#### [Übungsaufgabe]
Geben Sie aus dem Text zum Bewerbungsgespräch die Passage von „In meinem Xing ProJobs“ bis einschließlich „meinem nächsten Artikel.“ wortgetreu wieder.

In meinem Xing ProJobs Webinar „Mit cleveren Antworten und klugen Fragen durchs Bewerbungsgespräch“ habe ich erklärt, dass es in einem Bewerbungsgespräch darauf ankommt, clever zu antworten, ruhig und souverän zu bleiben. Und dass es genauso auf die eigenen Fragen ankommt, vor allem um eine gute Entscheidungsbasis zu bekommen. Da es rund um das Bewerbungsgespräch viel zu berichten gibt, konnte ich nicht alle Fragen der Teilnehmenden innerhalb der Seminarzeit klären. In diesem Beitrag möchte ich auf einige offen gebliebene Fragen eingehen. Weitere Fragen beantworte ich in meinem nächsten Artikel.

>> Was ist mit grenzwertigen Fragen?

Zu den grenzwertigen Fragen gehören Fragen wie: „Wie werden Sie den Spagat zwischen Arbeit und Muttersein hinbekommen?“, „Kommen Sie aus einem akademischen Elternhaus?“, „Haben Sie Familienangehörige, die Sie pflegen müssen?“, „Haben Sie Allergien?“. Bevor Sie schnell eine Antwort auf solche Fragen geben, plädiere ich für kurzes Innehalten. Also einfach schweigen und nachdenken. Zum einen sorgt ein kurzes Schweigen dafür, dass Ihr Gegenüber vielleicht doch noch merkt, dass mit der Frage die Grenze des Anständigen überschritten ist. Schweige-Pausen machen nämlich unser Gegenüber unsicher. Und damit geben Sie etwas von der Unsicherheit „zurück“, die bei Ihnen gerade ausgelöst wurde.

#### [Datensatz]
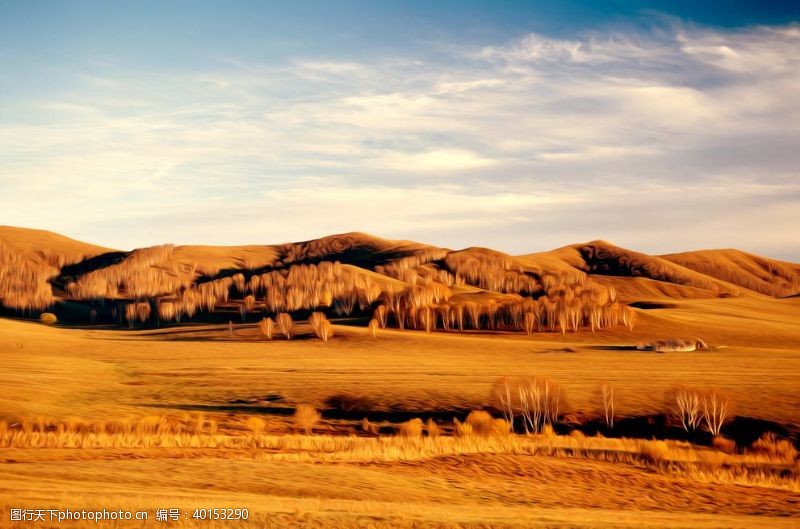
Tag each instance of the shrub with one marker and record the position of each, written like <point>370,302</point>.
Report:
<point>717,409</point>
<point>267,327</point>
<point>535,400</point>
<point>773,447</point>
<point>723,444</point>
<point>609,403</point>
<point>432,428</point>
<point>306,417</point>
<point>321,326</point>
<point>653,451</point>
<point>483,424</point>
<point>462,429</point>
<point>687,408</point>
<point>369,427</point>
<point>286,325</point>
<point>411,429</point>
<point>348,403</point>
<point>256,425</point>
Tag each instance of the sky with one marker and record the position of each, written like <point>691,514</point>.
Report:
<point>520,126</point>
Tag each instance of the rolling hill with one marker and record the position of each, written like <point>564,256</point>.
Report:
<point>355,275</point>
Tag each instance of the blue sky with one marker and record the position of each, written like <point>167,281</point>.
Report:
<point>521,126</point>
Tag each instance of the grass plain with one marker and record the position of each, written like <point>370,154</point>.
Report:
<point>339,477</point>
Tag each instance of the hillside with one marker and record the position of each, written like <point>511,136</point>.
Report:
<point>395,283</point>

#### [Lösung]
In meinem Xing ProJobs Webinar „Mit cleveren Antworten und klugen Fragen durchs Bewerbungsgespräch“ habe ich erklärt, dass es in einem Bewerbungsgespräch darauf ankommt, clever zu antworten, ruhig und souverän zu bleiben. Und dass es genauso auf die eigenen Fragen ankommt, vor allem um eine gute Entscheidungsbasis zu bekommen. Da es rund um das Bewerbungsgespräch viel zu berichten gibt, konnte ich nicht alle Fragen der Teilnehmenden innerhalb der Seminarzeit klären. In diesem Beitrag möchte ich auf einige offen gebliebene Fragen eingehen. Weitere Fragen beantworte ich in meinem nächsten Artikel.